→ Records for this task:
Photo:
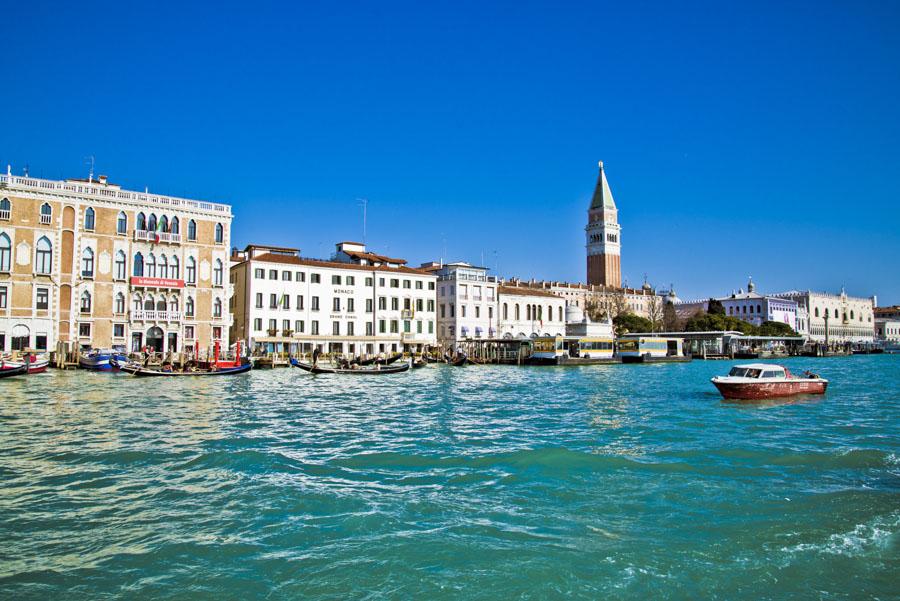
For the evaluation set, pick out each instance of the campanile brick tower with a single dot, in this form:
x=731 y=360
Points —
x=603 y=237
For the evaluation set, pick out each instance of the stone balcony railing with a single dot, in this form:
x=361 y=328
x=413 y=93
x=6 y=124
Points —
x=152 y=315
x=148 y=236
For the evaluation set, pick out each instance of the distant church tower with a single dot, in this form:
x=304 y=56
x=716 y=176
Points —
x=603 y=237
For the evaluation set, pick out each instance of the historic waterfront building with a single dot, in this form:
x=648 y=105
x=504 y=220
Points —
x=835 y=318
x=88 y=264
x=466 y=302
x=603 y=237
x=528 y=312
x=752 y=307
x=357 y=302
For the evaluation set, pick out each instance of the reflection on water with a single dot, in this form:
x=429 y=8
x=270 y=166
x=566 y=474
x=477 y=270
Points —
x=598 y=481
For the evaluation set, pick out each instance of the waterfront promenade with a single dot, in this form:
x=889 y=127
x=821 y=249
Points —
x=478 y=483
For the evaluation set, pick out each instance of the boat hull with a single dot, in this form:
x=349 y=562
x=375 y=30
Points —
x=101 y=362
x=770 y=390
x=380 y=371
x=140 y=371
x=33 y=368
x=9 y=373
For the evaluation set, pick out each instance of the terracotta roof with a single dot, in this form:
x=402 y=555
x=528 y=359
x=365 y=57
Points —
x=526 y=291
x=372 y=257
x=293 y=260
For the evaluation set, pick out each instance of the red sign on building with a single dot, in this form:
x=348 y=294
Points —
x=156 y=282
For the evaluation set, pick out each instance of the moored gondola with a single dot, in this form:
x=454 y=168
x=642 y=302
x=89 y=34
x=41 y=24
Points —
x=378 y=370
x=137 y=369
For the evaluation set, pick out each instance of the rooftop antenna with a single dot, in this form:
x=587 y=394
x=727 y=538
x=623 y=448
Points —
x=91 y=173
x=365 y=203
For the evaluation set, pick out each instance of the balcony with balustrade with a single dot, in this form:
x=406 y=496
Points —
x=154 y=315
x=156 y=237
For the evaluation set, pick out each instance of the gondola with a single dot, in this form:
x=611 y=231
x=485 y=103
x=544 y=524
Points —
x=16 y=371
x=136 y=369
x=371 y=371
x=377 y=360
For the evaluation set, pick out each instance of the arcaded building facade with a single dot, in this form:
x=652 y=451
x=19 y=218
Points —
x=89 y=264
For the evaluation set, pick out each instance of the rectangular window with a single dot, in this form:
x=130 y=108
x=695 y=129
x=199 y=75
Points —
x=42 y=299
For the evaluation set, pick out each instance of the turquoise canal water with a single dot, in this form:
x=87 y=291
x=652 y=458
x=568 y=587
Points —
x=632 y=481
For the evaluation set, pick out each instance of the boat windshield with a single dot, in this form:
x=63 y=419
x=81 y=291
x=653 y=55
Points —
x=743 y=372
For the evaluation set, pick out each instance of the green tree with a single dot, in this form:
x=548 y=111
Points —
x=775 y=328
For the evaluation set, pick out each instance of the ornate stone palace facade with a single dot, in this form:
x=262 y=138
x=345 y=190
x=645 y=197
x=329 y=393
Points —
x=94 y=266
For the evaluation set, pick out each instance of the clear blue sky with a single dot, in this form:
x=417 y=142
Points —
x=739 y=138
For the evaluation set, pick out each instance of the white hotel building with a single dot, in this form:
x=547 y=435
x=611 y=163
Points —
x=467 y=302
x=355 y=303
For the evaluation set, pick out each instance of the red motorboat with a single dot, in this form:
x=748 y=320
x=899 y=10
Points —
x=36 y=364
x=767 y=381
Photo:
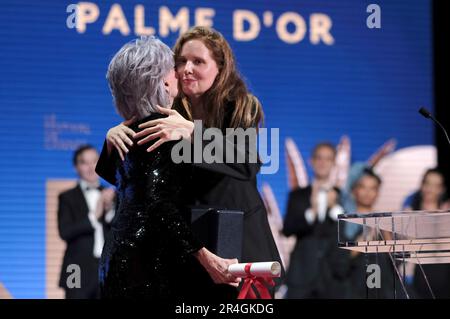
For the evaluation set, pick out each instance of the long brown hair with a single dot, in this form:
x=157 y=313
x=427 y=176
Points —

→ What to work on: With the pictures left out, transcribe the material exactly.

→ In response:
Photo:
For the evaluation set, pick out each instance of the campanile brick tower with a single dot, in this form:
x=731 y=360
Points —
x=603 y=237
For the evaluation set, pick out each instance of the stone balcony railing with a single dot, in this form:
x=361 y=328
x=413 y=93
x=6 y=124
Points —
x=152 y=315
x=148 y=236
For the evaluation set, pick out each instance of the distant church tower with a single dot, in this form:
x=304 y=56
x=716 y=176
Points —
x=603 y=237
For the evaluation set, pick out each instance of the historic waterfront building with a single dot, in this form:
x=648 y=105
x=504 y=220
Points —
x=835 y=318
x=88 y=264
x=466 y=302
x=603 y=237
x=528 y=312
x=752 y=307
x=357 y=302
For the evaluation set, pick out each instance of the reflection on water with a single dot, in this form:
x=429 y=8
x=270 y=166
x=566 y=474
x=477 y=270
Points —
x=598 y=481
For the evaluation set, pick out each instance of the waterfront promenade with a single dot, in this form:
x=889 y=127
x=821 y=249
Points —
x=478 y=483
For the evaluation set, pick out each instance of the boat hull with a single dot, in this form:
x=349 y=562
x=375 y=30
Points —
x=101 y=362
x=770 y=390
x=380 y=371
x=140 y=371
x=33 y=368
x=9 y=373
For the evaluation set, pick out each instance of the terracotta roof with a single dot, in this form:
x=402 y=555
x=528 y=359
x=365 y=57
Points —
x=526 y=291
x=372 y=257
x=293 y=260
For the evaluation set, pick out each instance of the red sign on building with a single dot, in this form:
x=348 y=294
Points —
x=156 y=282
For the evaluation set, pick out each instance of the moored gondola with a single dot, in this form:
x=454 y=168
x=642 y=302
x=89 y=34
x=41 y=24
Points —
x=378 y=370
x=137 y=369
For the evaluation set, pick out each instance of the rooftop antenna with a single dot, in this form:
x=587 y=394
x=727 y=538
x=623 y=448
Points —
x=91 y=173
x=365 y=203
For the evaluation set, pick out each instance of the balcony with balustrade with a single dot, in this form:
x=406 y=496
Points —
x=154 y=315
x=156 y=237
For the evaluation set, pick out each instance of the gondola with a single dot, in this form:
x=611 y=231
x=485 y=103
x=544 y=524
Points —
x=16 y=371
x=136 y=369
x=371 y=371
x=377 y=360
For the evaluation set, pick out each instance of the arcaded building facade with a single dot, in this form:
x=652 y=451
x=19 y=218
Points —
x=89 y=264
For the evaluation set, pick out each instance of the rectangular window with a single dot, in this form:
x=130 y=108
x=695 y=129
x=199 y=75
Points —
x=42 y=299
For the evaluation set, pick out each instance of the turquoise canal water with a single dot, in this form:
x=87 y=291
x=652 y=458
x=568 y=587
Points —
x=632 y=481
For the evaluation set, pick out each instance of the boat windshield with a single dot, in this form:
x=63 y=419
x=81 y=291
x=653 y=55
Points —
x=743 y=372
For the evaluation set, pick out each instance of the green tree with a single dot, in this form:
x=548 y=111
Points —
x=775 y=328
For the evaluation set, pick out each instance of the ornate stone palace facade with a single dot, in this form:
x=262 y=138
x=345 y=190
x=645 y=197
x=329 y=393
Points —
x=94 y=266
For the evaluation set, pick out each instance of the clear blue sky with a single dot, in this form:
x=417 y=142
Points —
x=739 y=138
For the evaluation set, pick out each instance of the white hotel building with a single dot, in this form:
x=547 y=435
x=611 y=163
Points —
x=467 y=302
x=355 y=303
For the evaluation set, pick out each instance of the red motorboat with a single dot, in this form:
x=748 y=320
x=899 y=10
Points —
x=36 y=364
x=767 y=381
Photo:
For the evaluation set, pick out each instance of the long brown hair with a single dot, in this form:
x=157 y=313
x=427 y=176
Points —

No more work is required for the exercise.